What the task requires => Copy the project summary starting with "Further field tests" and going on through "future design procedures.", substituting "laboratory wind studies" for "wind tunnel investigations".

Source extract =>
=== Section Start ===

Quantification of wind, snow and ice loading on New Zealand’s transmission line network during high impact weather events
I am born and bred in Tāmaki Makaurau Auckland and earned my Bachelor’s degree in Mechanical Engineering with First Class Honours in 2019. One of my passions is fluids (air, water, etc) so a project which combines both of these felt like destiny came knocking. In addition to all the academic stuff, I also really enjoy music (both playing and listening), to the point where you could say it’s an obsession. On top of this I like to keep fit through the gym and running, and last year I started learning how to sail which I want to continue to do.
Wind and ice on transmission lines = bad and we must protect them.
Ice loads estimated through numerical ice accretion model coupled with numerical weather prediction modelling.
Quasi-static wind loads evaluated through field and wind tunnel tests.
- What are the predicted ice loads on transmission lines in New Zealand for different return periods using high-resolution modelling?
- Does the existing span reduction factor theory used in the design of transmission lines for homogeneous terrain differ when applied to complex terrain?
- Under what conditions does the resonant component of the fluctuating response need to be considered in the overall response?
The effects of wind and ice loading on transmission lines can result in catastrophic failures. It is easy to imagine how disastrous it would be if a vital link in New Zealand’s transmission network were to fail during an icing event. This project aims to develop improved models of wind, snow and ice loading on transmission lines, to improve the resilience of New Zealand’s electricity infrastructure.
For the snow and ice research, an ice accretion model has been coupled with numerical weather prediction modelling (the New Zealand Convective Scale Model; NZCSM) to estimate the growth of ice on transmission line cables across New Zealand. These predictions will be used to conduct extreme value analysis to inform the design ice loads for transmission lines across the country under different return periods. For the wind research, the quasi-static wind loading of transmission lines will be evaluated and expanded for complex terrain. Observational field tests will be conducted on instrumented full-scale transmission lines to measure the wind climate and associated loads on both flat, homogeneous terrain and complex terrain. The resonant component of the quasi-static response will also be evaluated through full-scale monitoring. This will allow us to establish a complete picture of the associated loads mainly at lower wind speeds where the displacement of the transmission lines is important.
Further field tests will be conducted in alpine regions to validate the ice accretion modelling, as well as wind tunnel investigations of wind flow over complex terrain, such as mountainous regions. The results of these investigations will be used to improve the understanding of wind, snow and ice loads on transmission lines which will improve the resilience of New Zealand’s electrical infrastructure and influence future design procedures.
Now I’m about a year and a half into my PhD programme so things are starting to move forward. After some COVID-related delays, I’m hoping to start my field work in 2022 (crosses fingers) with results starting to flow in quickly after that.

=== Section End ===

Supplied material =>

=== Section Start ===

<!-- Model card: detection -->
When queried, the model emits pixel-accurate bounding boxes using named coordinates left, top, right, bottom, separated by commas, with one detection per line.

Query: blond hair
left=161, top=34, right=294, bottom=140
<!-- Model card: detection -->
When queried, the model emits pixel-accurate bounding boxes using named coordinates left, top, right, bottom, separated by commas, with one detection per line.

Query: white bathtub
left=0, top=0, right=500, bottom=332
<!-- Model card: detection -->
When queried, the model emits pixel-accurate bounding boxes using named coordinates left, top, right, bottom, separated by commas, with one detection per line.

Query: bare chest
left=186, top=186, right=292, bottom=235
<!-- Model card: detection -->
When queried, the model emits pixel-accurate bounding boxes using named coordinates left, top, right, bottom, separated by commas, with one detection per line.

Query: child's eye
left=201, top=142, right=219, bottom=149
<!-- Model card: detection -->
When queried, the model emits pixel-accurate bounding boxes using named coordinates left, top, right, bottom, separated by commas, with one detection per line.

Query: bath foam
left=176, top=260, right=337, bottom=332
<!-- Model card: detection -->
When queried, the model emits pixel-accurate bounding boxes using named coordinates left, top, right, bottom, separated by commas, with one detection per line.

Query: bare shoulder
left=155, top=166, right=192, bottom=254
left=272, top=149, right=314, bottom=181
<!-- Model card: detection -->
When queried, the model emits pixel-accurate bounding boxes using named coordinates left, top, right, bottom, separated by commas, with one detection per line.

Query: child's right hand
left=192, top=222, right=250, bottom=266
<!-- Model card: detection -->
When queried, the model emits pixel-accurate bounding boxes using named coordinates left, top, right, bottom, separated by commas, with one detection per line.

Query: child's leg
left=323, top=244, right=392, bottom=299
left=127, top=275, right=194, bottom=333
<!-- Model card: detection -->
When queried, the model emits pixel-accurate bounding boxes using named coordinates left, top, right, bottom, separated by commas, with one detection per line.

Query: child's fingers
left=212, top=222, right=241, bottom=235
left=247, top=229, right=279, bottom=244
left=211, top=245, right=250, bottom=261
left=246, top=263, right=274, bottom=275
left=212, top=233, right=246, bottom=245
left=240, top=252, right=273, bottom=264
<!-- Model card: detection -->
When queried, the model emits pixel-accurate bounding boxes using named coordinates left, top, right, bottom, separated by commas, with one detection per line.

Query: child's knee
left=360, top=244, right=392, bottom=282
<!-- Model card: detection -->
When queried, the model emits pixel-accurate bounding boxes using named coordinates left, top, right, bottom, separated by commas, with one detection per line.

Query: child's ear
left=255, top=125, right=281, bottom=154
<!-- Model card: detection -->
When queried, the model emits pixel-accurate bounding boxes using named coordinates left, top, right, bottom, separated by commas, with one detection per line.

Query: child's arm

=== Section End ===
=== Section Start ===

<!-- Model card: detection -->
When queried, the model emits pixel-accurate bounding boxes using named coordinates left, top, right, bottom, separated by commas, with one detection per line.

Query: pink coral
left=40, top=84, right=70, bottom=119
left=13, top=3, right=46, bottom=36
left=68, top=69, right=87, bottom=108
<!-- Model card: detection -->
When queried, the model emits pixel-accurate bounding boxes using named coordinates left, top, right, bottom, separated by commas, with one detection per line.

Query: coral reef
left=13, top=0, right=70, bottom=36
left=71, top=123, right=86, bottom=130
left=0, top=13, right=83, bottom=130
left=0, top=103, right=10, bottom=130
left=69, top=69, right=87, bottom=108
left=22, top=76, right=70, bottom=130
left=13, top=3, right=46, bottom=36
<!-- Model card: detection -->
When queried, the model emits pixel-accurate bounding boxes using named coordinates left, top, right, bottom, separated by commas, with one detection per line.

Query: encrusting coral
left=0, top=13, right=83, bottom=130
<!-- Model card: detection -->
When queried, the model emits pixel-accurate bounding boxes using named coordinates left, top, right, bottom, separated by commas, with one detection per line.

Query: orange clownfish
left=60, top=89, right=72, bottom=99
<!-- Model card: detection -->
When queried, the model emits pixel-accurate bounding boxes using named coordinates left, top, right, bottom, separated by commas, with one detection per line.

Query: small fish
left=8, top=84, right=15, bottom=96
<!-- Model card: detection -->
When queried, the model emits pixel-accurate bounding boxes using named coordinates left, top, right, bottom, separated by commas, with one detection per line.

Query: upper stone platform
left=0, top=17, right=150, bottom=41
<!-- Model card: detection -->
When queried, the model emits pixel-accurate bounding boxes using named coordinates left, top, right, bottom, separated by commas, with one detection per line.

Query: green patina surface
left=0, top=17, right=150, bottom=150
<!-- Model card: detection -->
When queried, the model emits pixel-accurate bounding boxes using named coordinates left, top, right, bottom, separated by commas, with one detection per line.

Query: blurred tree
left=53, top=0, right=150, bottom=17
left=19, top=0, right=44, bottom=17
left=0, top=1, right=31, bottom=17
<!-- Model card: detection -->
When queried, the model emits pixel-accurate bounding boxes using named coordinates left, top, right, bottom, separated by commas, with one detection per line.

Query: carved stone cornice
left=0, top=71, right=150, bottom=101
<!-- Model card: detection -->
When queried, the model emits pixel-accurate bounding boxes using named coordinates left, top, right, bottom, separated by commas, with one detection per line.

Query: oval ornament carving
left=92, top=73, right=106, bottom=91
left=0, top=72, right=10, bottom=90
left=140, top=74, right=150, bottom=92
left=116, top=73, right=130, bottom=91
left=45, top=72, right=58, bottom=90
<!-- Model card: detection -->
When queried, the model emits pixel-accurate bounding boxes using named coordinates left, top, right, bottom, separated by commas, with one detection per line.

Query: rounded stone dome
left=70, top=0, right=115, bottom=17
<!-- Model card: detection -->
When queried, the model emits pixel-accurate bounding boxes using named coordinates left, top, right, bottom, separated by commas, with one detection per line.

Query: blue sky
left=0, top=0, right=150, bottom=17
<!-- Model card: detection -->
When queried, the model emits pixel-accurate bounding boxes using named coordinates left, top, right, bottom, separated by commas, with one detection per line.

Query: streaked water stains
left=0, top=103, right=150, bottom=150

=== Section End ===
=== Section Start ===

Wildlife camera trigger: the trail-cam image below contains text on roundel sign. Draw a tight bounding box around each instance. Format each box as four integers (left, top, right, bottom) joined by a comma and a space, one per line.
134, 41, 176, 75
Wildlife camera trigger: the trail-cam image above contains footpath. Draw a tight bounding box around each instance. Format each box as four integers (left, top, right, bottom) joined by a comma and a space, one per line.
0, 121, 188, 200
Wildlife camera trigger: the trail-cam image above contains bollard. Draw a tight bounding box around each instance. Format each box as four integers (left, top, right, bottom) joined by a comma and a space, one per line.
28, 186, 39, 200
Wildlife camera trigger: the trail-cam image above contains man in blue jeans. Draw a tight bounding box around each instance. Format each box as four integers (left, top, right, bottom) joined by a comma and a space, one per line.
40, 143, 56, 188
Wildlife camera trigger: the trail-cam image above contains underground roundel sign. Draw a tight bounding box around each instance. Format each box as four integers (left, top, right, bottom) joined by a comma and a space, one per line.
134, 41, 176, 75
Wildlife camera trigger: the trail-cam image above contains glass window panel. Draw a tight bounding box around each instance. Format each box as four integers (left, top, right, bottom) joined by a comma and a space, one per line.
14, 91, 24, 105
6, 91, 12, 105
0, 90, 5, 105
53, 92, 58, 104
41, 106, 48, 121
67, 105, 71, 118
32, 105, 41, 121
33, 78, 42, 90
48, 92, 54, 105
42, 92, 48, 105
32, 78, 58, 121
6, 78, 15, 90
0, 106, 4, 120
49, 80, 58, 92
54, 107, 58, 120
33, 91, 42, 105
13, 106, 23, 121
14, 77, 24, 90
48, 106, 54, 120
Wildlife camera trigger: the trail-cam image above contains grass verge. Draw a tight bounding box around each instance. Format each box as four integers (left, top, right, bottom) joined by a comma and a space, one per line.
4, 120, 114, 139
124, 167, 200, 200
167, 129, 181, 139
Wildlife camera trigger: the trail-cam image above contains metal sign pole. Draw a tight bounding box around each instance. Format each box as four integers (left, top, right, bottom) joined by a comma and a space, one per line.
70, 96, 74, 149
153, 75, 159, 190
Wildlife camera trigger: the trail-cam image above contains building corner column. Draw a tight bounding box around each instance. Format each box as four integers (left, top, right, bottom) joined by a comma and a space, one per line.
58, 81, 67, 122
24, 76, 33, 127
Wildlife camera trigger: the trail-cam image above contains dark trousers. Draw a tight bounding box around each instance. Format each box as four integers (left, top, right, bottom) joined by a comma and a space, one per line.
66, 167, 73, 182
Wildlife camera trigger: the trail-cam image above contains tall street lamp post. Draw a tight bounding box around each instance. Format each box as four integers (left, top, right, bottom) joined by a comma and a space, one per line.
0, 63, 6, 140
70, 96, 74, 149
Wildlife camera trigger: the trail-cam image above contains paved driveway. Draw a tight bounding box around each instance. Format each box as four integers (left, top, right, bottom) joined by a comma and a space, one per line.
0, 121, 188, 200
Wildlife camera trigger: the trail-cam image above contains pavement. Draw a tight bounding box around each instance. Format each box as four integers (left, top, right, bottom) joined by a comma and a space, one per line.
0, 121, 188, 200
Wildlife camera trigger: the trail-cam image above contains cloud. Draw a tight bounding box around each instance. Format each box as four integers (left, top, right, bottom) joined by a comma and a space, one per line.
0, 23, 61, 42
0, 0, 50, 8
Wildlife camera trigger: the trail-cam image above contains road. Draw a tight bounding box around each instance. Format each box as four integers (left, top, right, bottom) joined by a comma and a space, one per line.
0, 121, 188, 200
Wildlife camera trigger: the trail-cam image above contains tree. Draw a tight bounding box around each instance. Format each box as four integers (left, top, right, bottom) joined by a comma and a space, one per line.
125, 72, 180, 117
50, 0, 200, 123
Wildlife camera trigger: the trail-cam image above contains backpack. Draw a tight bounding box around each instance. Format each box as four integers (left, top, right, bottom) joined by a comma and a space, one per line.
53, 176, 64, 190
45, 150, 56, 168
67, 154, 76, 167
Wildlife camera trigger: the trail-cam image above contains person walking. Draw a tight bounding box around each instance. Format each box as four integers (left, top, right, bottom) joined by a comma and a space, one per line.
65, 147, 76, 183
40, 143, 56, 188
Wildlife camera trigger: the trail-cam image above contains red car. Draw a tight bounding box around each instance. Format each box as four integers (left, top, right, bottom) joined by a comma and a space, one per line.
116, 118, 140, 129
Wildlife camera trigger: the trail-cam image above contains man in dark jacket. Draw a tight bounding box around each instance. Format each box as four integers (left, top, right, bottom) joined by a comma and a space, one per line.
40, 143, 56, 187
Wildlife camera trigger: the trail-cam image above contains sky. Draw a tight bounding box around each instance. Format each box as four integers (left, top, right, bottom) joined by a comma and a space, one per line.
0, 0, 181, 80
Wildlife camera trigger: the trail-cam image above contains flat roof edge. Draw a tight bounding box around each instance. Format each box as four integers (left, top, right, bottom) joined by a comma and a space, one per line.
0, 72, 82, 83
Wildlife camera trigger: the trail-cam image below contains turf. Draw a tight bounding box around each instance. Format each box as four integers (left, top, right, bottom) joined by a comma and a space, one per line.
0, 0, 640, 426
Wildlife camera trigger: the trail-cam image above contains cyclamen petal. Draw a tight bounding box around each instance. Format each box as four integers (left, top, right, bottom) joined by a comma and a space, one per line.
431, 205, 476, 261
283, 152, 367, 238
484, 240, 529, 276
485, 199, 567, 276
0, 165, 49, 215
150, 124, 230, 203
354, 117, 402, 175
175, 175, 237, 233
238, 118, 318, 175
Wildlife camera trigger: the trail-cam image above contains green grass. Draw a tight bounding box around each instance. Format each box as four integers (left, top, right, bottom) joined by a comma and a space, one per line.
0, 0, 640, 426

=== Section End ===

Output of the exercise =>
Further field tests will be conducted in alpine regions to validate the ice accretion modelling, as well as laboratory wind studies of wind flow over complex terrain, such as mountainous regions. The results of these investigations will be used to improve the understanding of wind, snow and ice loads on transmission lines which will improve the resilience of New Zealand’s electrical infrastructure and influence future design procedures.